TEXT BLOCK:
My friend's husband asked about dh's work and he was telling him how things are not looking good, 4 day weeks most of the year and now they are going down to 3 day weeks and the future isn't looking all that optimistic. He starts going on about how anybody that wants to work can and you just have to work hard.

 

Well, really, then I guess we shouldn't worry at all, hmph. Dh does work hard, he has had more hrs than about anyone else of his position because of that but if his work closes, then he is out a job. Now, let's say he can find a job, that's great. But that assumes every job pays enough to support a family, of course they don't. Our budget is about 1/2 of theirs and my friend has told me often they couldn't live on this little. So, it is a nice thought but that doesn't mean it is rooted in reality. We have cut and cut and cut and continue to do so to prepare in case he does loses his job and our income is reduced even more drastically. I was just dumbfounded, really, do you think you could survive on just any job out there? I'm just not that naive and no it really isn't helpful. We are doing everything we can to set us up for life if he loses his job, while he does his best to make himself as indispensable as possible at his current job, taking on any and all extra work he can. But we only have control over so much. We can only cut so much. A person can only work so much.

[Source data]
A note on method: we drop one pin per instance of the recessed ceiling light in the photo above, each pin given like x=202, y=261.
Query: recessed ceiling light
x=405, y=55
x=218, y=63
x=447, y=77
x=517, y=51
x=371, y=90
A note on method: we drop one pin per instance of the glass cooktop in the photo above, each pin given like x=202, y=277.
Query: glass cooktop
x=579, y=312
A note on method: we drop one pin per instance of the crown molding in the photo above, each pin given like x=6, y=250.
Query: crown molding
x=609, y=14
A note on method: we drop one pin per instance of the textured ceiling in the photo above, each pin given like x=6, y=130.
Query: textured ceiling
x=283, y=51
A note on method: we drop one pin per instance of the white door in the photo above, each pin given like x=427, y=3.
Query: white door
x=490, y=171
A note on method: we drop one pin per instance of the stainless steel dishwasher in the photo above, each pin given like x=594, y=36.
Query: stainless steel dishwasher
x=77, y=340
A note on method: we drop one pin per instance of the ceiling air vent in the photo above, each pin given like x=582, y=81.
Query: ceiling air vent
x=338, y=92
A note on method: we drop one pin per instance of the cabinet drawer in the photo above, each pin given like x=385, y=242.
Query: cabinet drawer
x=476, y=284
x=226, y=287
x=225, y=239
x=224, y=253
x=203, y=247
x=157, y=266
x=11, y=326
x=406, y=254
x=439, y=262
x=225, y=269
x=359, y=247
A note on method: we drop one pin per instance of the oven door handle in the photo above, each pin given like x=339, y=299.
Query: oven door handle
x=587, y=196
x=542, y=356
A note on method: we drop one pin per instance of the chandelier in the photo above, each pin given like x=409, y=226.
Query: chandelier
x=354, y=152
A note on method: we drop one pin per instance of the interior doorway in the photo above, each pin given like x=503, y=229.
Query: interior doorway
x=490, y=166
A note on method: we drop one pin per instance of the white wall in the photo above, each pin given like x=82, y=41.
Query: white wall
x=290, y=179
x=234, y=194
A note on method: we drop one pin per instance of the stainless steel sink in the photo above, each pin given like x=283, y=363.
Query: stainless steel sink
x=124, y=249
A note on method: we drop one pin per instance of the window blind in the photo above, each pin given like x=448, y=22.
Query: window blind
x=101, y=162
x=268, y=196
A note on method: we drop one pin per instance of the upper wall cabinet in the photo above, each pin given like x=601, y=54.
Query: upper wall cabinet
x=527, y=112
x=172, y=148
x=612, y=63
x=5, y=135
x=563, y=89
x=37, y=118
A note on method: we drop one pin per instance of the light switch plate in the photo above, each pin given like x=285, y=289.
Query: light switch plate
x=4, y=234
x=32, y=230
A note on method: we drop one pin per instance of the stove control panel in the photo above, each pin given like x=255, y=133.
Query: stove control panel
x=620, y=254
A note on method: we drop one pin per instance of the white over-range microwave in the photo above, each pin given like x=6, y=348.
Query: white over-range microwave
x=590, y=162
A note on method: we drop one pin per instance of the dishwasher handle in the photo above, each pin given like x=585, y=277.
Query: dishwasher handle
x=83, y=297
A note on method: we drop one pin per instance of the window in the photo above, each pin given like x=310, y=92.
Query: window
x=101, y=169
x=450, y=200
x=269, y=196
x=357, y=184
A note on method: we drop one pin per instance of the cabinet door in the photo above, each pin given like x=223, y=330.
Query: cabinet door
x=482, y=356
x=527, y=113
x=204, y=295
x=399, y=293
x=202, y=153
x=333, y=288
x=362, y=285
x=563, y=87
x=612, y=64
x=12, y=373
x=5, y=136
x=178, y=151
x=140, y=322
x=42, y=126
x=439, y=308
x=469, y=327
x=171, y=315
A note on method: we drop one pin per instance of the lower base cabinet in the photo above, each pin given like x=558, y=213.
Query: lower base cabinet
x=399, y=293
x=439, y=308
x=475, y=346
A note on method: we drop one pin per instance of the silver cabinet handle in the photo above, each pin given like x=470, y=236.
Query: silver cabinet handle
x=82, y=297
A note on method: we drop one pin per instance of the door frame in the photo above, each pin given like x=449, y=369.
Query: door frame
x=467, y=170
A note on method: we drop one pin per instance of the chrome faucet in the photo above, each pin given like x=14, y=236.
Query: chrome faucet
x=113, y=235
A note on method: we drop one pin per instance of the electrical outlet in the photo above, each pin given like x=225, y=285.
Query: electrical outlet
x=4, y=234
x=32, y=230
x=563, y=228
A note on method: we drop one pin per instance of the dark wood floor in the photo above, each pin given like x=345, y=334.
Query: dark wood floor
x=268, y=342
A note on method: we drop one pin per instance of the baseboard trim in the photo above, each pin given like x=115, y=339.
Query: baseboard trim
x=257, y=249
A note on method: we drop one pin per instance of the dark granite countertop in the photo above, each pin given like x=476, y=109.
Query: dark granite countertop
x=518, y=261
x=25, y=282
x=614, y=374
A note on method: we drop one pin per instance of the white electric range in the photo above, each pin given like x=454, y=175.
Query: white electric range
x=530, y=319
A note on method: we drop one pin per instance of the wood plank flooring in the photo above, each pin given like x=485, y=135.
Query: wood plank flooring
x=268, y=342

REQUIRED WORK: Copy out the stretch from "My friend's husband" through "to work hard." of the post about reduced work hours, renaming "dh" to "my husband". These items have nothing to do with the post about reduced work hours.

TASK OUTPUT:
My friend's husband asked about my husband's work and he was telling him how things are not looking good, 4 day weeks most of the year and now they are going down to 3 day weeks and the future isn't looking all that optimistic. He starts going on about how anybody that wants to work can and you just have to work hard.